The level at which genes are expressed, that is ratcheted up or down in activity, determines everything from our hormone levels and metabolism, to the mobilization of the enzymes that repair the body.
 Assistant professor Peter Sudmant of UC Berkeley said "How do your genetics - what you got from your sperm donor and your egg donor and your evolutionary history - influence who you are, your phenotype, such as your height, your weight, whether or not you have heart disease?
There's been a huge amount of work done in human genetics to understand how genes are turned on and off by human genetic variation.
Our project came about by asking, 'How is that influenced by an individual's age?' And the first result we found was that your genetics actually matter less the older you get."
So, while our individual genetic makeup can help predict gene expression when we are younger, it is less useful in predicting which genes are ramped up or down as we get older.
In this study, identical twins, for example, have the same set of genes, but as they age, their gene expression profiles diverge, meaning that twins can age far differently.
The findings have implications for efforts to correlate diseases of aging with genetic variation in humans.
Sudmant said. “Such studies should perhaps focus less on genetic variants that impact gene expression when pursuing drug targets.”

○ ○ ○ ○ ○ ○ ○

(WORK TO BE COMPLETED): Write out the passage on gene expression and aging word for word, between "The level at" and "have heart disease?", inclusive. The rows that follow come from a different source than the passage on gene expression and aging.

(Saved data entries)
○ ○ ○ ○ ○ ○ ○

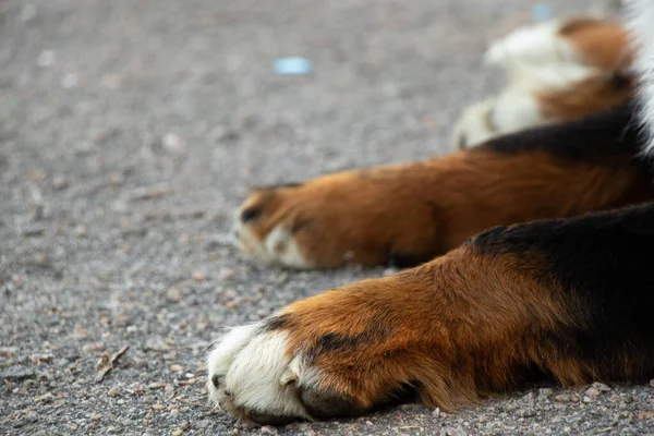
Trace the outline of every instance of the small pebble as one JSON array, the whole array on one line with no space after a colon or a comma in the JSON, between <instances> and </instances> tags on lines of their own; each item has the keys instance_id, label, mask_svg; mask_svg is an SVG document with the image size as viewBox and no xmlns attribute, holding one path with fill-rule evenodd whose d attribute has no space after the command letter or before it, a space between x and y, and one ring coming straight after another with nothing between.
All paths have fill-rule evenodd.
<instances>
[{"instance_id":1,"label":"small pebble","mask_svg":"<svg viewBox=\"0 0 654 436\"><path fill-rule=\"evenodd\" d=\"M280 75L306 75L313 72L313 64L304 58L279 58L274 70Z\"/></svg>"},{"instance_id":2,"label":"small pebble","mask_svg":"<svg viewBox=\"0 0 654 436\"><path fill-rule=\"evenodd\" d=\"M205 281L207 279L207 275L204 271L194 270L191 274L191 278L193 278L193 280L195 280L195 281Z\"/></svg>"},{"instance_id":3,"label":"small pebble","mask_svg":"<svg viewBox=\"0 0 654 436\"><path fill-rule=\"evenodd\" d=\"M55 63L56 59L57 56L53 50L45 50L39 55L36 63L38 64L38 66L48 68Z\"/></svg>"},{"instance_id":4,"label":"small pebble","mask_svg":"<svg viewBox=\"0 0 654 436\"><path fill-rule=\"evenodd\" d=\"M180 135L167 133L161 138L161 145L168 153L182 154L186 152L186 143Z\"/></svg>"}]
</instances>

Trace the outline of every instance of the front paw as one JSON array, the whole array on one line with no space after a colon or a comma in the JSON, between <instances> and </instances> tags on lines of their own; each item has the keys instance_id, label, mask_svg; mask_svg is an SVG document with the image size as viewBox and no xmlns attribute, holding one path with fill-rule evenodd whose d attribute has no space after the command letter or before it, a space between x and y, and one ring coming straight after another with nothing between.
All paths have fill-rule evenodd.
<instances>
[{"instance_id":1,"label":"front paw","mask_svg":"<svg viewBox=\"0 0 654 436\"><path fill-rule=\"evenodd\" d=\"M231 329L207 360L209 398L221 410L257 424L287 424L353 414L356 408L320 384L311 356L290 352L276 318Z\"/></svg>"},{"instance_id":2,"label":"front paw","mask_svg":"<svg viewBox=\"0 0 654 436\"><path fill-rule=\"evenodd\" d=\"M424 166L382 167L256 190L234 226L239 249L292 268L412 266L441 249ZM436 173L437 175L437 173Z\"/></svg>"},{"instance_id":3,"label":"front paw","mask_svg":"<svg viewBox=\"0 0 654 436\"><path fill-rule=\"evenodd\" d=\"M456 353L425 294L432 272L423 271L331 290L232 329L208 356L210 399L259 424L356 416L416 399L444 410L465 402L467 390L448 377Z\"/></svg>"}]
</instances>

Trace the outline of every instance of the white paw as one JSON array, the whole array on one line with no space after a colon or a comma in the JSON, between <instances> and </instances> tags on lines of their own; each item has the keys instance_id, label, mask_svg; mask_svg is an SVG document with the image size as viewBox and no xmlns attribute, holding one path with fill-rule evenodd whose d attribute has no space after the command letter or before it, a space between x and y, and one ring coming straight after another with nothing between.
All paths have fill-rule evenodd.
<instances>
[{"instance_id":1,"label":"white paw","mask_svg":"<svg viewBox=\"0 0 654 436\"><path fill-rule=\"evenodd\" d=\"M283 225L275 226L268 234L261 238L249 222L243 222L240 218L241 214L242 211L239 211L235 218L233 230L237 247L241 252L266 264L298 269L312 268L312 265L302 255L292 232Z\"/></svg>"},{"instance_id":2,"label":"white paw","mask_svg":"<svg viewBox=\"0 0 654 436\"><path fill-rule=\"evenodd\" d=\"M452 148L474 147L498 134L492 121L495 99L487 99L467 107L452 131Z\"/></svg>"},{"instance_id":3,"label":"white paw","mask_svg":"<svg viewBox=\"0 0 654 436\"><path fill-rule=\"evenodd\" d=\"M287 348L287 332L266 331L264 323L231 329L207 358L209 398L261 424L312 420L299 388L311 388L314 377Z\"/></svg>"}]
</instances>

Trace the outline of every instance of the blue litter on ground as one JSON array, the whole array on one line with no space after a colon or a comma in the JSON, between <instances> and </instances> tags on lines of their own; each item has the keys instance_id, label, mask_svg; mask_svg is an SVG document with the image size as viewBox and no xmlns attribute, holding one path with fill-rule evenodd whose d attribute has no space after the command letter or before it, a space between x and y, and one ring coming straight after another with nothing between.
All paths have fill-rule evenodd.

○ ○ ○ ○ ○ ○ ○

(EXERCISE SOLUTION):
The level at which genes are expressed, that is ratcheted up or down in activity, determines everything from our hormone levels and metabolism, to the mobilization of the enzymes that repair the body.
 Assistant professor Peter Sudmant of UC Berkeley said "How do your genetics - what you got from your sperm donor and your egg donor and your evolutionary history - influence who you are, your phenotype, such as your height, your weight, whether or not you have heart disease?